━━━━━ HALAMAN ━━━━━

Si Pasif yang Suka Memainkan Peran Korban
Saya sering dengar orang
mengomentari, „Kasian ya, dia cuma dimainin
saja!“ Ketika sebuah hubungan cinta di antara seorang laki-laki dan seorang
perempuan berakhir. Dan dia di sini selalu dialamatkan
kepada pihak perempuan. Bahkan komentar macam begini bukan saja datang dari
pihak ketiga (baca= komentator alias biang gosip) melainkan juga dari diri sang
perempuan sendiri.
„Cuma dimainin“ adalah
ungkapan yang naas sekali, terdengar seolah dia tertimpa tragedi dan dialah
korbannya. Padahal percintaan adalah sebuah proses memberi dan menerima, di
mana keberlangsungannya terjadi karena ada yang menginginkan dan ada yang
menyetujui. Atau kedua belah pihak sama-sama meenginginkan dan sama-sama pula
menyetujui. Lantas kenapa setelah putus si wanita mengklaim diri sebagai
korbannya? Mari kita recheck!
Di dalam budaya
patriarki para pemilik phallus
dianggap memiliki hak istimewa untuk menentukkan keinginan dan keputusannya. Sebaliknya
kaum hawa diidealkan menjadi subordinat, submasiv. Keinginan untuk setara tanpa
perbedaan jenis kelamin itu tentu saja ada di lubuk hati setiap wanita. Namun dalam
usaha merealisasikannya mereka dihalang oleh ikatan-ikatan sosial dan politik. Kehendak
akan penyetaraan mereka ini menerima penolakkan di berbagai konteks dan
kesempatan sampai akhirnya mereka lantas sadar, terbuka matanya bahwa mereka
memang „hanyalah perempuan“. Seiring berjalannya waktu, semakin banyak
penolakkan yang mereka terima, semakin banyak pengalaman „trauma-trauma“ yang
mereka kumpulkan hingga mereka kapok juga dan menyerah. Pada akhirnya mereka
menerima status subordinat itu dan mengamini kesubmasivan mereka. Mereka pun
ikut main dalam arena sosial, pakai aturan patriarkal: Jadilah pasif, wahai kau perempuan!

━━━━━ DATA TERSEDIA ━━━━━

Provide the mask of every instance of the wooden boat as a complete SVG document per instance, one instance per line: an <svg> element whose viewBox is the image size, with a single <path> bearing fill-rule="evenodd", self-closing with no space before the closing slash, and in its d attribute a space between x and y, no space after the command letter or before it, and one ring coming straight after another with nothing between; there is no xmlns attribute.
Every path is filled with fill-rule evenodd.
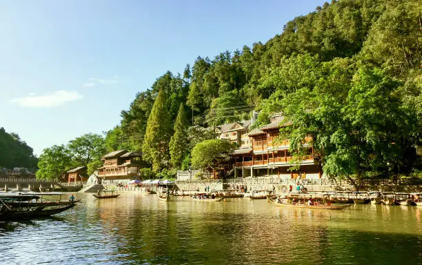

━━━━━

** TUGAS **
1. Menurut tulisan tentang peran korban, kepada siapa ungkapan „cuma dimainin saja“ selalu dialamatkan ketika sebuah hubungan cinta berakhir?
2. Ketik ulang bagian tulisan tentang peran korban mulai dari "Si Pasif yang" sampai dengan "perempuan sendiri.".
3. Tuliskan lanjutan tulisan tentang peran korban, dimulai setelah kalimat terakhirnya.

** JAWABAN TUGAS **
1. Kepada pihak perempuan.

2.
Si Pasif yang Suka Memainkan Peran Korban
Saya sering dengar orang
mengomentari, „Kasian ya, dia cuma dimainin
saja!“ Ketika sebuah hubungan cinta di antara seorang laki-laki dan seorang
perempuan berakhir. Dan dia di sini selalu dialamatkan
kepada pihak perempuan. Bahkan komentar macam begini bukan saja datang dari
pihak ketiga (baca= komentator alias biang gosip) melainkan juga dari diri sang
perempuan sendiri.

3.
www.thinkstockphotos.de/royalty-free/david-pictures |
Saya tau, kata-kata
saya di atas itu keras sekali bagi beberapa orang yang membaca. Namun begitulah
kenyataannya. Kenyataan memang pahit, makanya banyak orang lebih suka
bersembunyi di balik ketidaktahuan atau kefiksian atau sekalian saja mitos dan
dongeng.
Kepasifan perempuan
dalam budaya patriarki itu pada umumnya dilakukan secara tidak sadar oleh sang
perempuan sendiri. Saya ulangi, mereka tidak sadar bahwa mereka memainkan peran
pasif dalam berbagai hal. Pertanyaannya: memangnya salah kalau mereka tidak
sadar? Dalam banyak hal iya. Kehilangan kesempatan adalah salah satu
kerugiannya. Contoh, saya hampir belum pernah mendengar seorang perempuan
menembak seorang laki-laki, atau melamar untuk bertunangan. „Will you marry me?“ selalu ditunggu
untuk keluar dari mulut laki-laki. Perempuannya lagi apa? Dia ke mana saja? Dia
sedang menunggu. Dia sedang menunggu untuk dikatain seperti itu oleh seorang
laki-laki. Saya yakin ada perempuan pemberani di luar sana yang percaya diri
dengan kekuatannya sebagai perempuan dan berinisiatif untuk maju duluan sebelum
si laki-laki buka mulut, namun kebanyakan lebih suka bersembunyi dan berharap. Kalau
harapannya ini yang lama-lama menjelma jadi ekspektasi tidak terpenuhi, dia
kecewa. Sebenarnya solusinya gampang saja, kenapa tidak ambil alih kendali? Kenapa
harus menunggu si pria yang buka mulut? Kenapa tidak mau pro aktif? Supaya kalau
besok-besok kalian pacaran kamu bisa dengan bangga bilang ke semua orang, „Dulu
dia yang kejar-kejar saya, sayanya sih santai-santai saja.“? Oh, wanita,
sadarlah!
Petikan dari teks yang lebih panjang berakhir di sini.